(Problem requirements): Copy each line of the records that holds the string "white".

(Information shown):
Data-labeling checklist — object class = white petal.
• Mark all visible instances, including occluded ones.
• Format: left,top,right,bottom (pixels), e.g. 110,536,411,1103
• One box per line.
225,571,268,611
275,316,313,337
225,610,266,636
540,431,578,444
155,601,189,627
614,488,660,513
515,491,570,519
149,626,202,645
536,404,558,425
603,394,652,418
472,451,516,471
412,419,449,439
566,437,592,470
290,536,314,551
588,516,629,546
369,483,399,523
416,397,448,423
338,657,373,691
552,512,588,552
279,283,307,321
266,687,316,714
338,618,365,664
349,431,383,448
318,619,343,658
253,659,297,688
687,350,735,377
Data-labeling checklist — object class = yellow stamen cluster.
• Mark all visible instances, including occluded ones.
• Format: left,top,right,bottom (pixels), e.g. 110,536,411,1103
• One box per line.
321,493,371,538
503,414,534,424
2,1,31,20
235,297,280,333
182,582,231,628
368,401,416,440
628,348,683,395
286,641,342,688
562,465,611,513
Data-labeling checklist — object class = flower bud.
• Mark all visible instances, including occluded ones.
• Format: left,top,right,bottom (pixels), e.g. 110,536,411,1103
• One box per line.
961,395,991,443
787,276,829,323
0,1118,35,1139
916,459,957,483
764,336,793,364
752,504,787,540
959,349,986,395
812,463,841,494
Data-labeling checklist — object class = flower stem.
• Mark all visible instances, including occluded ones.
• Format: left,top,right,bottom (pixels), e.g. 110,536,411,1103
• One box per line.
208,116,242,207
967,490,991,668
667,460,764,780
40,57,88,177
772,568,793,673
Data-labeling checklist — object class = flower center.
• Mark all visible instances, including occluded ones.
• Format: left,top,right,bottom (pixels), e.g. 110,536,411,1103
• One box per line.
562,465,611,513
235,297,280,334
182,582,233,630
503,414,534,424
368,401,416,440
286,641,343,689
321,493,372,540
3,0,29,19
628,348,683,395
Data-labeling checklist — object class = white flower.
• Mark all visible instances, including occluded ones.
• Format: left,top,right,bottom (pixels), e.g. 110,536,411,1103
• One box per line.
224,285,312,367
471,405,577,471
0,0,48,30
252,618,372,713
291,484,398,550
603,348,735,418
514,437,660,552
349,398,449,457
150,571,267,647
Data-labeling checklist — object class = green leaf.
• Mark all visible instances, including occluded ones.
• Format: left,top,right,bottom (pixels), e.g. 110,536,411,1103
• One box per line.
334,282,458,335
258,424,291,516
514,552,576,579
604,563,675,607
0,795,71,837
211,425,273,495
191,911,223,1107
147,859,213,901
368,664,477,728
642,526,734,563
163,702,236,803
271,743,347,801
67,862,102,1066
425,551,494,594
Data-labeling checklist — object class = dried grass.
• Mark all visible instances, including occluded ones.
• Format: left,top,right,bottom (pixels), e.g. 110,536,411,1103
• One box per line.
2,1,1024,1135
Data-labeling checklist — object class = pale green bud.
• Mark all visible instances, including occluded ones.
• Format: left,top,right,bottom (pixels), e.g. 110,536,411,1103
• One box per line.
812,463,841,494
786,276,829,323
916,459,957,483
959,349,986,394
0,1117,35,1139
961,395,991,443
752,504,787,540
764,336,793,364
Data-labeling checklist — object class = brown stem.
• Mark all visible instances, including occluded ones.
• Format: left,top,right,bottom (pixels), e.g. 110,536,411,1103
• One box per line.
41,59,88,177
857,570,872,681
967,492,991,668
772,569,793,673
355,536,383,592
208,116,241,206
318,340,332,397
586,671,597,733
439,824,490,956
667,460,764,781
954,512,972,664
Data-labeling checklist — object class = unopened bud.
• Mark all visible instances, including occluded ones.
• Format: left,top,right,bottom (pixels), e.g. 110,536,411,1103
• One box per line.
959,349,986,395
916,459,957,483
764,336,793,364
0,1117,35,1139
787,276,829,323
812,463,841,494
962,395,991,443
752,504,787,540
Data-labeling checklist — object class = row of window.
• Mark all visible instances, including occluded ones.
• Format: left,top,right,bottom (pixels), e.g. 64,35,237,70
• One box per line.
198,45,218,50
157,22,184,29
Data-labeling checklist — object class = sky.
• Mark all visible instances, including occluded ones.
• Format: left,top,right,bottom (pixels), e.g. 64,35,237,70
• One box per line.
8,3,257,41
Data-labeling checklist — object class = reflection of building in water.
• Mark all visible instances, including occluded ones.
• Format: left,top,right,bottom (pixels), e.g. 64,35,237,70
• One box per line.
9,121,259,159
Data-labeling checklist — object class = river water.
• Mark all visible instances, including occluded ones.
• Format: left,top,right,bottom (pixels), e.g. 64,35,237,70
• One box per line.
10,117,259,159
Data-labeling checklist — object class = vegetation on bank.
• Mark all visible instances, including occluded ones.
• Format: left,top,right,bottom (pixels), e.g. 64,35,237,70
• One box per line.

(Output of the exercise):
Data-labeling checklist — object class = white petal.
Data-labeling checklist — object class = white flower.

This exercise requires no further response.